**Provided data**:

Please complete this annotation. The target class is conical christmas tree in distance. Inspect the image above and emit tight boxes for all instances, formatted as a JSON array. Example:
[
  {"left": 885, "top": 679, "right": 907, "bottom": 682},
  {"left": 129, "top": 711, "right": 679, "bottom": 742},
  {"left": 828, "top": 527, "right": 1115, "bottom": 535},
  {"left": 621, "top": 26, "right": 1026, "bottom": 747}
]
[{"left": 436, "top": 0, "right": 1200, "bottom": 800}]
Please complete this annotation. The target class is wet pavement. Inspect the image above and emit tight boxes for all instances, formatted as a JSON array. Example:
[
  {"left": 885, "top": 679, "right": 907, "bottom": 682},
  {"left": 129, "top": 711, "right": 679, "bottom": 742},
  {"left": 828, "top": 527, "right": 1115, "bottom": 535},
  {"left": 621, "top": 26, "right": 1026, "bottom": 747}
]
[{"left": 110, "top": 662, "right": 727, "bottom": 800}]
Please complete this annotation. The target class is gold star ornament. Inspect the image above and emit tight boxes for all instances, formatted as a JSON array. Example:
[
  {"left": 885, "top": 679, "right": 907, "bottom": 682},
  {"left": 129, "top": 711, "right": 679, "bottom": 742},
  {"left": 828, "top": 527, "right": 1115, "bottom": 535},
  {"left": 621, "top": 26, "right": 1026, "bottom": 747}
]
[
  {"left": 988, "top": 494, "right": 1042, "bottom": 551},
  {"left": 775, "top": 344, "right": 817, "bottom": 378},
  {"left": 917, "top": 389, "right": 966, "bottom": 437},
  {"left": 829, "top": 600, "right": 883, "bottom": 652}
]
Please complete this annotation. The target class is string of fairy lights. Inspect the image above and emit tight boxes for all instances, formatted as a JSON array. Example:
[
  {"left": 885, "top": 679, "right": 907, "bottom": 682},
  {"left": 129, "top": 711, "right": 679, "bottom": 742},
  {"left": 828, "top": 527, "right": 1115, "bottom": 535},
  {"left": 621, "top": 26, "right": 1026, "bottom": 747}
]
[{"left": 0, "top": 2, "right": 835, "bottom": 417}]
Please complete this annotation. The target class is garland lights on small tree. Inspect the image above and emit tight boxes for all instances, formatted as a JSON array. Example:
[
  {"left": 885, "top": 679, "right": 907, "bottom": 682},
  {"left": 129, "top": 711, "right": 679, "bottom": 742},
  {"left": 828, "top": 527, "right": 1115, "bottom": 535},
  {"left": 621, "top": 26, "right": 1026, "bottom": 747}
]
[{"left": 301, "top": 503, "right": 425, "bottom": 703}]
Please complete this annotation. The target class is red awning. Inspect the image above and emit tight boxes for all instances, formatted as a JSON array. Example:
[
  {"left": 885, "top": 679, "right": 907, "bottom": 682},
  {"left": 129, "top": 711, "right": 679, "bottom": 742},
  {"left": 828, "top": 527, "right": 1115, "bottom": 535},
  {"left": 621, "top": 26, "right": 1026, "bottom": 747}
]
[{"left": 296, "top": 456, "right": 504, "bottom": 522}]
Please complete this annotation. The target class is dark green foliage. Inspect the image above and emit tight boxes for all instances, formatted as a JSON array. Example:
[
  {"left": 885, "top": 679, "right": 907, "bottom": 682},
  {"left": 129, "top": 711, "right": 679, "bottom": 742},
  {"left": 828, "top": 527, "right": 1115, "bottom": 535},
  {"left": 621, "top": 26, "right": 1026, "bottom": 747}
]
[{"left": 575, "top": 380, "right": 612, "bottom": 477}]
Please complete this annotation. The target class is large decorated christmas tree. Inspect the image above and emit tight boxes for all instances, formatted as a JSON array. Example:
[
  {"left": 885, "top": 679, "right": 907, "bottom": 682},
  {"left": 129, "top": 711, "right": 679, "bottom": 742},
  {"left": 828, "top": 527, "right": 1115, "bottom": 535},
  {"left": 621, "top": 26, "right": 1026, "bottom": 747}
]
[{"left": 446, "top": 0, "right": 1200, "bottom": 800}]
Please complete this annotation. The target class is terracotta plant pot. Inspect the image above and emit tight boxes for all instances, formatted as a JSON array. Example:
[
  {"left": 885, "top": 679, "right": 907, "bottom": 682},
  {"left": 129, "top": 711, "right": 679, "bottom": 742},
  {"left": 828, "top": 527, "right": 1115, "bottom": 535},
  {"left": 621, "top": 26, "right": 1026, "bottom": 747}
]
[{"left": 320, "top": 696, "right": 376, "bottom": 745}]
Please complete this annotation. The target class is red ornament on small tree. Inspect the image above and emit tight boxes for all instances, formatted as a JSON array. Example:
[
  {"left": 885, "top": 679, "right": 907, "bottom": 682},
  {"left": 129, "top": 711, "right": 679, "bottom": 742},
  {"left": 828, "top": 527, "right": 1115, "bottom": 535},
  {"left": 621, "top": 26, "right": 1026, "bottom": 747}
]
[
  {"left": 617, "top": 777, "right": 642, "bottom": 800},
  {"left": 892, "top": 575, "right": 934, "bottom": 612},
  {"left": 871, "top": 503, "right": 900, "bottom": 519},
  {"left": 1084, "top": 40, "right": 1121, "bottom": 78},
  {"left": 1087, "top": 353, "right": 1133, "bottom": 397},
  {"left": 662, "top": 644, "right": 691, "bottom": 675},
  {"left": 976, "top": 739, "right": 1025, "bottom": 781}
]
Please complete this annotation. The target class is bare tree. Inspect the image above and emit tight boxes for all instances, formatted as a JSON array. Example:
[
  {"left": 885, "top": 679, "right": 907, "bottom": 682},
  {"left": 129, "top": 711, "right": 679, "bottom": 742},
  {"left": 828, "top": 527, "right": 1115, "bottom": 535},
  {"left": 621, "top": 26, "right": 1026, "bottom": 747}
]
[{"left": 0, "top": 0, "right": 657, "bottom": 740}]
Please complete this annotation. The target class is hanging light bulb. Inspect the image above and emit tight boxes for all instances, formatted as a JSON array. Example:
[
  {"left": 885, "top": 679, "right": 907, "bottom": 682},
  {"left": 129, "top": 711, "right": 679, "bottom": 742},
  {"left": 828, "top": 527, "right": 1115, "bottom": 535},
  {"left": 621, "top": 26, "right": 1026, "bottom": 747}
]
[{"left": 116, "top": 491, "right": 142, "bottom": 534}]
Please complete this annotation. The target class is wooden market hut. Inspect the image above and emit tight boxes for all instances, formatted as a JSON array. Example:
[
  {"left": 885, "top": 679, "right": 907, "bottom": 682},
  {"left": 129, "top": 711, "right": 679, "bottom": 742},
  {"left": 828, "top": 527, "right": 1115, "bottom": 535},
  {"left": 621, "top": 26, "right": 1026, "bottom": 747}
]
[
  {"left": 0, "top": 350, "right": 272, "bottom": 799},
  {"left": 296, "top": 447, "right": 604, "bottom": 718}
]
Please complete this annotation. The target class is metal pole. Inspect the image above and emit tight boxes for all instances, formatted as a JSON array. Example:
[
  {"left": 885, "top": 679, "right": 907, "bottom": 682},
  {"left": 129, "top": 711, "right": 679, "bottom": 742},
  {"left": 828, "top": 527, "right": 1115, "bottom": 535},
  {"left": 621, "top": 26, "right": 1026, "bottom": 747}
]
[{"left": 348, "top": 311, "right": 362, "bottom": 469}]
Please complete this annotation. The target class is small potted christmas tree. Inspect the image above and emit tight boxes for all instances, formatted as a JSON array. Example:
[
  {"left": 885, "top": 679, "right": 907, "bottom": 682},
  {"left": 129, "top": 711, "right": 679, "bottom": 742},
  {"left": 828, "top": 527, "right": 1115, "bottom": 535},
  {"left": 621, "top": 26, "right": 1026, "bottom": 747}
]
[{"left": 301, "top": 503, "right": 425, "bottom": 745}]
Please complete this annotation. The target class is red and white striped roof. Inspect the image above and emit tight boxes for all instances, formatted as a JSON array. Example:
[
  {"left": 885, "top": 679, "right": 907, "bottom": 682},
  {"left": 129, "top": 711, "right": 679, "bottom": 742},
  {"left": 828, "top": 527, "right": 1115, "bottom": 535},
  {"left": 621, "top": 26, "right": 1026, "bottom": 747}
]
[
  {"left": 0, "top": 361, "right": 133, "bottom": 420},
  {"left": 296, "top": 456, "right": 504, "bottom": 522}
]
---
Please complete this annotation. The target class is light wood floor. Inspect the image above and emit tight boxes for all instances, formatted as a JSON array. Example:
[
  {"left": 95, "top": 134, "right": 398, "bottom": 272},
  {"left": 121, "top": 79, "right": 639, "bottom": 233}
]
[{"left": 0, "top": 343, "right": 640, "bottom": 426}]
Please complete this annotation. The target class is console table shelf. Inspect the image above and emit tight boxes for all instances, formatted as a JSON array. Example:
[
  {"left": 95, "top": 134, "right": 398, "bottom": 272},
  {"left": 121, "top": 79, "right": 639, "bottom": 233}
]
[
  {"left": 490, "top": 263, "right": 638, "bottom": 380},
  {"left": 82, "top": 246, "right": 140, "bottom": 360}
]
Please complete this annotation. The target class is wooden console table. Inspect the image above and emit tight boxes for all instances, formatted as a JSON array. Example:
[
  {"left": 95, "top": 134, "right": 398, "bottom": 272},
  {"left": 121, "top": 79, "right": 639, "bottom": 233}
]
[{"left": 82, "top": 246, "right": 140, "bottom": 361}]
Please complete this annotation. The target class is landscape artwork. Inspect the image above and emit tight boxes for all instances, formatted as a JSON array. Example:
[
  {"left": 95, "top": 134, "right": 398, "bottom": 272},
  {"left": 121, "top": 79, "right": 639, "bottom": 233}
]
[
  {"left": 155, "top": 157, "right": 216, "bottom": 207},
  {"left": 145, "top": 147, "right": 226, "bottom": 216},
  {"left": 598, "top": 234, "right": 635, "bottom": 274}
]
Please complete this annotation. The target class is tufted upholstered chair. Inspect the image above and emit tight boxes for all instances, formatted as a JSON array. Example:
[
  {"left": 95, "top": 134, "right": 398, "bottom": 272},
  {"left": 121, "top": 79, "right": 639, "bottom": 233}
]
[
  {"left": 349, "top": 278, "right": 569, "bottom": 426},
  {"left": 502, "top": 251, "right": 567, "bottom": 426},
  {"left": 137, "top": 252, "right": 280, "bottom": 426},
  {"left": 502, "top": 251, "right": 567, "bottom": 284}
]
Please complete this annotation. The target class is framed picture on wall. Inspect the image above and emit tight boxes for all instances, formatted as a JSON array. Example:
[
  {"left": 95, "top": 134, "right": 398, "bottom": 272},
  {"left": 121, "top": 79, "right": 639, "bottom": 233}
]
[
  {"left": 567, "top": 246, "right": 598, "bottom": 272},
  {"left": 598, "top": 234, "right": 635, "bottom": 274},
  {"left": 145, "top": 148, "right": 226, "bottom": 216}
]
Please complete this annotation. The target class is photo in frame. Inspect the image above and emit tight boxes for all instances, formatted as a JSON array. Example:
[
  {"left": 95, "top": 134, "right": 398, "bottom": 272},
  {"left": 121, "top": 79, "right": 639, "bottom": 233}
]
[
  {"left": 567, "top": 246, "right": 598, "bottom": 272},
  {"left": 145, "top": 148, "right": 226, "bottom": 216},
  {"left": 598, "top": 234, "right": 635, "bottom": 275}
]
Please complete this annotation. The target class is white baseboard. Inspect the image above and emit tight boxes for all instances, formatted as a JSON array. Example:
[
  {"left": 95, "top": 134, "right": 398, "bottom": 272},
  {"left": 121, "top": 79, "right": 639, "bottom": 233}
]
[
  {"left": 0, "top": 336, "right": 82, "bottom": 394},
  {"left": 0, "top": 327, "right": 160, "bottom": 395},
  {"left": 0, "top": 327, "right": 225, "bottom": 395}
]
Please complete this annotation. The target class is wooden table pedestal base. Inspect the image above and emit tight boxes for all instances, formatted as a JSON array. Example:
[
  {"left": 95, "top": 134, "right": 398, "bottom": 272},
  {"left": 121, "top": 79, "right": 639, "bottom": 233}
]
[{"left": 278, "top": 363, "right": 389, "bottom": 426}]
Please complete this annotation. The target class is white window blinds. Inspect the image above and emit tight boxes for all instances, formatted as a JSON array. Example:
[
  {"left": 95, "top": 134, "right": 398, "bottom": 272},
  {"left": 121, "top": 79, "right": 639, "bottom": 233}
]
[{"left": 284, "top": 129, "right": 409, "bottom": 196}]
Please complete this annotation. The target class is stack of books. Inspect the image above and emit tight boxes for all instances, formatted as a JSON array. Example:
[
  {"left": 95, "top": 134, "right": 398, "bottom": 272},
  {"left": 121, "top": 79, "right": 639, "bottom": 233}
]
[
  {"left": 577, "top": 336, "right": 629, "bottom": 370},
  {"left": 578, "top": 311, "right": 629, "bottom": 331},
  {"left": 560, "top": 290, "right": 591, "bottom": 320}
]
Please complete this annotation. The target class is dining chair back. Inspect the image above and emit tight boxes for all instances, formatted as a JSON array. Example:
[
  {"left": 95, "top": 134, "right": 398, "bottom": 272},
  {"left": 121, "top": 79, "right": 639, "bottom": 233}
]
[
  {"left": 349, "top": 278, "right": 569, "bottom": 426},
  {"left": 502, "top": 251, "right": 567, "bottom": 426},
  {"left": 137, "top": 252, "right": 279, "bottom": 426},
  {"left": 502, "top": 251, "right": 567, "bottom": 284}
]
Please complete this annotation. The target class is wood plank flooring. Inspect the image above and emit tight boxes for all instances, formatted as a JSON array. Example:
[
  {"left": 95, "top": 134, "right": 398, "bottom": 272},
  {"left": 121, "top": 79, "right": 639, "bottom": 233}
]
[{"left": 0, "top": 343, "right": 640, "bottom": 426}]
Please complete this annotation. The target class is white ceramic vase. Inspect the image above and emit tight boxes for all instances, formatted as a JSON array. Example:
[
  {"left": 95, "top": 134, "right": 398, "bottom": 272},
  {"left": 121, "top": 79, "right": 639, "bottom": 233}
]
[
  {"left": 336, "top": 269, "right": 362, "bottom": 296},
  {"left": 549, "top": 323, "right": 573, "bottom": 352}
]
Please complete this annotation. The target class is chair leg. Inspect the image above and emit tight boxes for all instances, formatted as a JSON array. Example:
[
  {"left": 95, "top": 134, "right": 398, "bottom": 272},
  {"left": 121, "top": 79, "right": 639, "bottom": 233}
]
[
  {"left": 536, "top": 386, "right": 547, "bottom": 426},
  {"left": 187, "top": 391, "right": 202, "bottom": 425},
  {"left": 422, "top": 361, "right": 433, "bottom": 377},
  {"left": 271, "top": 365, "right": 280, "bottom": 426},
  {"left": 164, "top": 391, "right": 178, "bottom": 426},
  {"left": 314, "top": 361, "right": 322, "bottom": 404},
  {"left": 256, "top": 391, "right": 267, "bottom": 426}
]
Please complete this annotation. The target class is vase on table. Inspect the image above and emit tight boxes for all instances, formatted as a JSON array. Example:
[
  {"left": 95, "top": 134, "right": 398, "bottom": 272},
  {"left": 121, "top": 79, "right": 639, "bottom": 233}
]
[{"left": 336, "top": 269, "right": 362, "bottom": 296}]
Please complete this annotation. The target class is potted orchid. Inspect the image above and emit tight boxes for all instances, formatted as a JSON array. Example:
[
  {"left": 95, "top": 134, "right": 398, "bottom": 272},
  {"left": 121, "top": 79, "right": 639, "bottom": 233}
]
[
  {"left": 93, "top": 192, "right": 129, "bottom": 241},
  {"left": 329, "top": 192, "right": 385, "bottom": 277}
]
==
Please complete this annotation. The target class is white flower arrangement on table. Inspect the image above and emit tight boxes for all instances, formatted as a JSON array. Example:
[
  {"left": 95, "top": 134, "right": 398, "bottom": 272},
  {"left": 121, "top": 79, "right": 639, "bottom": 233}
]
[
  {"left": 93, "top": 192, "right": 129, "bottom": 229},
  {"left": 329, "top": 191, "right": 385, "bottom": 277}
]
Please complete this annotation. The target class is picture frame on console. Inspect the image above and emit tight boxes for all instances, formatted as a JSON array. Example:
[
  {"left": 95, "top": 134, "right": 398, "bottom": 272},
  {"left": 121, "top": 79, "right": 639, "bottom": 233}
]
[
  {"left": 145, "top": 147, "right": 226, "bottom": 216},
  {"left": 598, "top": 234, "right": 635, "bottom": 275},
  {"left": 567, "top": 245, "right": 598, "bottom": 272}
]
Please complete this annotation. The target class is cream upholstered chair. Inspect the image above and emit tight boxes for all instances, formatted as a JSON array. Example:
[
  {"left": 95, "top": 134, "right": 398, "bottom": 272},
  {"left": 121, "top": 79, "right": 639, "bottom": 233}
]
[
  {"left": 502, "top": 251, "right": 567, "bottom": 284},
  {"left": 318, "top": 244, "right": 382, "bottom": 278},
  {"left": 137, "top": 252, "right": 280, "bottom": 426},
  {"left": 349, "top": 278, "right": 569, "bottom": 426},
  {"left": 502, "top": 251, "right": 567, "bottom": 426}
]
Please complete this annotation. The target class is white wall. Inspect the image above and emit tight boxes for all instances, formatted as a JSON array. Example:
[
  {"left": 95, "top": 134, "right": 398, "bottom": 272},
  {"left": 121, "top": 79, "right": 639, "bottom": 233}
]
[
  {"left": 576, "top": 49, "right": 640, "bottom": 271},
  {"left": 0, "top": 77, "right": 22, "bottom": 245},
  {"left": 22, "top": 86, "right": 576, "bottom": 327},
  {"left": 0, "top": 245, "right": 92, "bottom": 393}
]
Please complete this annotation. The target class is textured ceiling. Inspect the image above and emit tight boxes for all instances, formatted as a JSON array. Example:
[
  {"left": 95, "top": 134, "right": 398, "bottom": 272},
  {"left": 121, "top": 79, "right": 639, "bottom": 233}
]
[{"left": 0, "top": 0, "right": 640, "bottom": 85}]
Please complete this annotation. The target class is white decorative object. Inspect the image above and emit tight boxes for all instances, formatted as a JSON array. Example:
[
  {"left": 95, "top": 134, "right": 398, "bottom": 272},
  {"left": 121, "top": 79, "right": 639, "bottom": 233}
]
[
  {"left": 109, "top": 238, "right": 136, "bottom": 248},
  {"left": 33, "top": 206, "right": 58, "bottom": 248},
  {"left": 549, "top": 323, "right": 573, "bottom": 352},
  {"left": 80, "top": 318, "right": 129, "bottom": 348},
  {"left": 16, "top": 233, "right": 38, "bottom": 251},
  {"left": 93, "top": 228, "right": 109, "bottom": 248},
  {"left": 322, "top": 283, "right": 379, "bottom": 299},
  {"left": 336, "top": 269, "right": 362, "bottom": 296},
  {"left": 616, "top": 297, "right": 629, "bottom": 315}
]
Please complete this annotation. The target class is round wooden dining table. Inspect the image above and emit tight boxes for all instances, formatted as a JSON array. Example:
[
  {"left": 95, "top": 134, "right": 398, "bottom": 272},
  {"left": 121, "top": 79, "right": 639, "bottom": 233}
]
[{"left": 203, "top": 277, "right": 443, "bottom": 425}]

**Exercise details**: Filter the listing above, copying every line that contains the string "orchid".

**Result of this task**:
Please complete this annotation. The target class is potted orchid. Inspect the image above and emit tight boxes for all instances, formatted as a JSON array. Example:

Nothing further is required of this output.